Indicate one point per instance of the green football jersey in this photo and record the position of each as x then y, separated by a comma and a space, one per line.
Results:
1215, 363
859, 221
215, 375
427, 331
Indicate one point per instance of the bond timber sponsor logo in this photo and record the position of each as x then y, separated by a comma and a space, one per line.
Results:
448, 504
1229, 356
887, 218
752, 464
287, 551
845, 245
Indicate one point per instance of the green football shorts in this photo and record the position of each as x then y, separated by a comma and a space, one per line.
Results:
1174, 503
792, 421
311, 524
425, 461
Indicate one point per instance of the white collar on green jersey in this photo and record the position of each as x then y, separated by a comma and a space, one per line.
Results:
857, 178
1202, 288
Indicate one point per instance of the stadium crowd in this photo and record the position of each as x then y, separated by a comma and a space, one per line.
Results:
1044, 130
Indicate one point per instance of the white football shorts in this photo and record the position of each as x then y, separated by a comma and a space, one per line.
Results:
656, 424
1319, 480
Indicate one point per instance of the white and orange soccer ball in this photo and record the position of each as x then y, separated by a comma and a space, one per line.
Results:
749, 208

━━━━━━━━━━━━━━━━━━━━━━━━━━━━━━

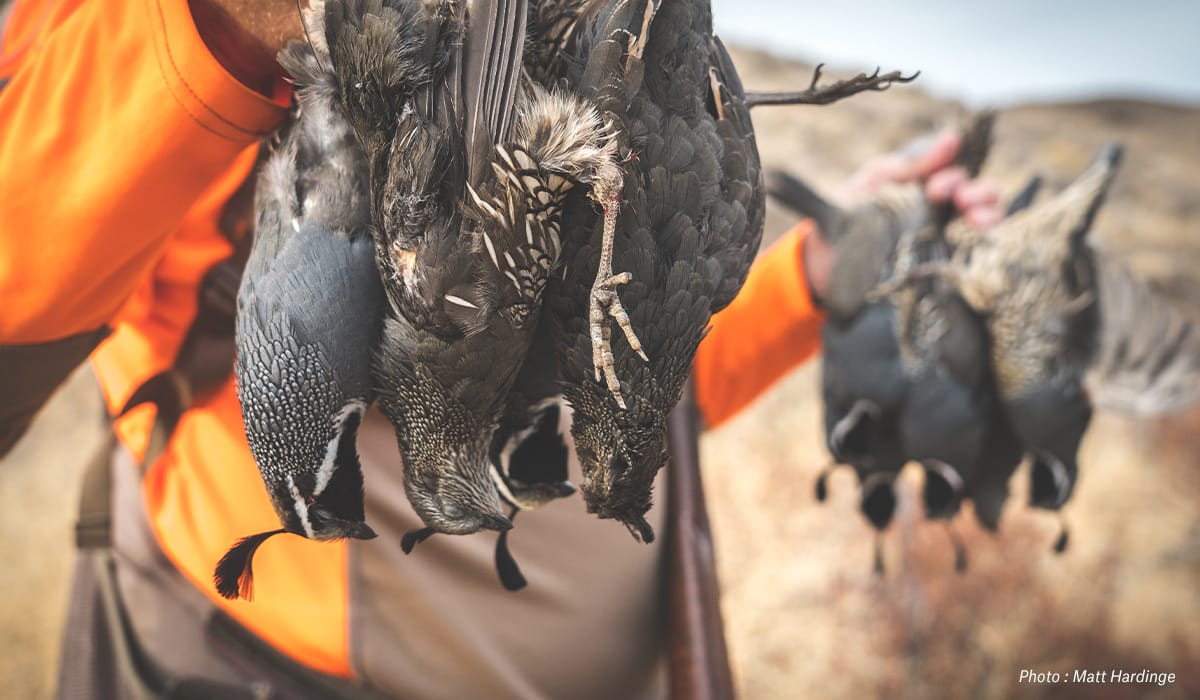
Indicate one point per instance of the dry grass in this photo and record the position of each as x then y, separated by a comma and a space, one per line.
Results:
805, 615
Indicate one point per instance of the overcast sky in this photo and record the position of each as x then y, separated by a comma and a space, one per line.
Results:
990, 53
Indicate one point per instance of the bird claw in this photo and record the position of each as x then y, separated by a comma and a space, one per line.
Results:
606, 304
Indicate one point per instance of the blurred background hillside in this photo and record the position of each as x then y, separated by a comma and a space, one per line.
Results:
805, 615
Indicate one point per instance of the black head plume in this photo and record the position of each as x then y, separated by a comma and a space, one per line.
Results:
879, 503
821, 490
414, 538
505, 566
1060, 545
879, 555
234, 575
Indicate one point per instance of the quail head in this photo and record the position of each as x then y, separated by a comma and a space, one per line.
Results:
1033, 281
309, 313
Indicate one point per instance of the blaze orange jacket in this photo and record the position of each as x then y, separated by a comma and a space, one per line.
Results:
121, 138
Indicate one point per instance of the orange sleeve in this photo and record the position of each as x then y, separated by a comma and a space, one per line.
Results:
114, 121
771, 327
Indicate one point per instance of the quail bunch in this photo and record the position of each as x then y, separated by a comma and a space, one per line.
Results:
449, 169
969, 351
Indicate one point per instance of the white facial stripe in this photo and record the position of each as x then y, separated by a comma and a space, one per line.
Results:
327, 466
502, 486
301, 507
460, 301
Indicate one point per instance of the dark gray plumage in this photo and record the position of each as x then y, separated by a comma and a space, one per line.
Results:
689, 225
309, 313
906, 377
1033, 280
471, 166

━━━━━━━━━━━━━━━━━━━━━━━━━━━━━━

**ABOUT THIS TASK**
Pull out the lines above in which the word "jersey" appears.

**TASK SOLUTION**
Indicate one point per instance of the green football jersey in this photo and record the position of each as x then y, separated by a comma and a space, one per line.
Indicate one point per instance of the white collar on green jersey in this photo and record the position of each as x then y, separated by a comma and a space, one per line.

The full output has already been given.